**ЗАДАНИЯ:**
A – Перечислите все города, упомянутые в отрывке о получении паспорта.
B – Продолжите отрывок о получении паспорта: опишите, что происходит после его последнего предложения.

**ТЕКСТ ДЛЯ ЧТЕНИЯ:**
────────────────────
Мне хотелось крикнуть ей: «Откуда, черт побери, мне знать?» — но я понимала, что такой ответ положил бы конец всей затее.
— Проснись, ну давай же, ПРОСЫПАЙСЯ! — Теперь я уже хлестала его по щекам что было сил. — Пожалуйста, кто-нибудь, дайте мне воды. Может здесь кто-нибудь хоть что-то делать? — Я умоляла и хохотала одновременно.
Регистратор принесла чашку воды, и я выплеснула ее старику в лицо.
— У-у-у…
Он замычал, потом заворчал и наконец разлепил глаза. После долгого встряхивания, толчков и пинков нам удалось поставить его на ноги.
— Боже правый, ну, поехали дальше! — пробормотала я, опасаясь, что он вот-вот снова съедет с катушек. Железной хваткой я вцепилась в руку своего суженого и не отпускала до конца церемонии. Оказавшись снова на улице, мистер О'Салливан потребовал свои сто пятьдесят фунтов, а я записала его адрес — так, на всякий случай, а то мало ли что. Качаясь из стороны в сторону, он пошел по улице, распевая какую-то песню и унося в кармане мои последние денежки.
Через неделю после этого Гарольд Уилер позвонил мне и сказал, что паспорт готов. Я в приподнятом настроении помчалась к нему в контору забирать документ. Юрист вручил мне его. Это был ирландский паспорт с фотографией моей черной физиономии и фамилией Уорис О'Салливан. Я не специалист по паспортам, но выглядел он немного странно. Нет, он таки был весьма странным. Паршиво он выглядел, будто его изготовили в каком-нибудь подвальчике.
— Это оно? То есть это законный паспорт? С ним можно путешествовать?
— Да, конечно! — Уилер энергично закивал головой. — Видите ли, он ирландский. Это паспорт Ирландии.
— М-м-м… — Я повертела его так и сяк, посмотрела с обратной стороны, пролистала странички. — Ладно. Если он сгодится для дела, то какая разница, как он выглядит?
Недолго пришлось ждать случая проверить паспорт на деле. Мое агентство договорилось о съемках в Париже и Милане, и я обратилась за визами. Уже дня через два-три мне пришло письмо. Когда я взглянула на обратный адрес, мне стало плохо: письмо было из иммиграционной службы, меня срочно приглашали туда. Я перебрала самые невероятные варианты своих действий, но в конце концов поняла, что делать нечего, надо ехать к ним. Знала я и то, что у службы имеются полномочия тут же выдворить меня из страны, а то и засадить за решетку. Прощай, Лондон. Прощай, Париж. Прощай, Милан. Прощай, карьера фотомодели. Здравствуйте, верблюды!
────────────────────
**ИСХОДНЫЕ ДАННЫЕ:**

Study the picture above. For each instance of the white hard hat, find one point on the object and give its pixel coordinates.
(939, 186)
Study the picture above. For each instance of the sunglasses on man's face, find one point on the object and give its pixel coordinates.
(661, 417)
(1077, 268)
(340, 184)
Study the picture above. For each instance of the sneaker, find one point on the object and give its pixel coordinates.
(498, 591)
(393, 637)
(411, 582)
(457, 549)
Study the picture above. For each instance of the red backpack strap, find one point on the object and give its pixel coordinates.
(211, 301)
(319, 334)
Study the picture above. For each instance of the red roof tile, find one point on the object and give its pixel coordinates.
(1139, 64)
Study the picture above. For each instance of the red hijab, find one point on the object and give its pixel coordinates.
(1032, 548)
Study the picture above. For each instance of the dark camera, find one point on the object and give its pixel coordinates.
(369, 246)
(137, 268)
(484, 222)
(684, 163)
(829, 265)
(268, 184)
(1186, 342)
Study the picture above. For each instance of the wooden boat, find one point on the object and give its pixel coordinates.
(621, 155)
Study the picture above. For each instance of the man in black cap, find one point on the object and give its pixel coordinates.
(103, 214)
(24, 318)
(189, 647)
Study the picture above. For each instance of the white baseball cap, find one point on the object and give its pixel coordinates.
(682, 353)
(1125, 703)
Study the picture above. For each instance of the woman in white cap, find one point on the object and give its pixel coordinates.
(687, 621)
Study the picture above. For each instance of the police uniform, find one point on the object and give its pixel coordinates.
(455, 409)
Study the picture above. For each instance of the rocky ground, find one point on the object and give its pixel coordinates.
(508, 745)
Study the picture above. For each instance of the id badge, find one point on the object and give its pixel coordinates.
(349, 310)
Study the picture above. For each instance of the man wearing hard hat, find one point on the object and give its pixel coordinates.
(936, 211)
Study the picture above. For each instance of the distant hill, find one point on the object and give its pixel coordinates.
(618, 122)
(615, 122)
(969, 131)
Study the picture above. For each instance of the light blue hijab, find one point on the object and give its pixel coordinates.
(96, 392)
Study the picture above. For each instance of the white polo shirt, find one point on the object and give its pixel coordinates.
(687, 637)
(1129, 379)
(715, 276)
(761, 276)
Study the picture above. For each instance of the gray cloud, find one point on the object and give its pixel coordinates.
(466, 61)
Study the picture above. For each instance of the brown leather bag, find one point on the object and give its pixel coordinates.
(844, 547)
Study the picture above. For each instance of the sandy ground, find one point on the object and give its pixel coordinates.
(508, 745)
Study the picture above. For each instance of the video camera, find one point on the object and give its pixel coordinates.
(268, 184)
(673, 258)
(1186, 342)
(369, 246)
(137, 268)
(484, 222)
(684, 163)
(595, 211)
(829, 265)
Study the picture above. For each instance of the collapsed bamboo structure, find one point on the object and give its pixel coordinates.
────────────────────
**ОТВЕТЫ:**
A – Париж, Милан, Лондон

B –
На следующий же день я отправилась на метро из дома Фрэнки в службу иммиграции. Идя по коридорам огромного казенного учреждения, я чувствовала себя так, словно шествую в могильный склеп. Нашла нужный кабинет, а там меня ждали люди с таким серьезным выражением лица, какого я еще в жизни не видывала.
— Сядьте сюда, — скомандовал мужчина с каменным лицом.
Меня усадили в совершенно изолированной комнате и стали допрашивать.
— Как вас зовут? Назовите свою девичью фамилию. Откуда вы родом? Каким образом вы получили этот паспорт? Как фамилия этого человека? Сколько вы ему заплатили?
Я понимала: одна маленькая неточность в ответе, и на добрую старую Уорис наденут наручники. Между тем чиновники иммиграционной службы старательно записывали каждое мое слово. Поэтому я доверилась своей интуиции и старалась рассказывать им как можно меньше. Когда нужно было выиграть время и подумать, я полагалась на свой прирожденный талант и делала вид, что мне мешает языковой барьер.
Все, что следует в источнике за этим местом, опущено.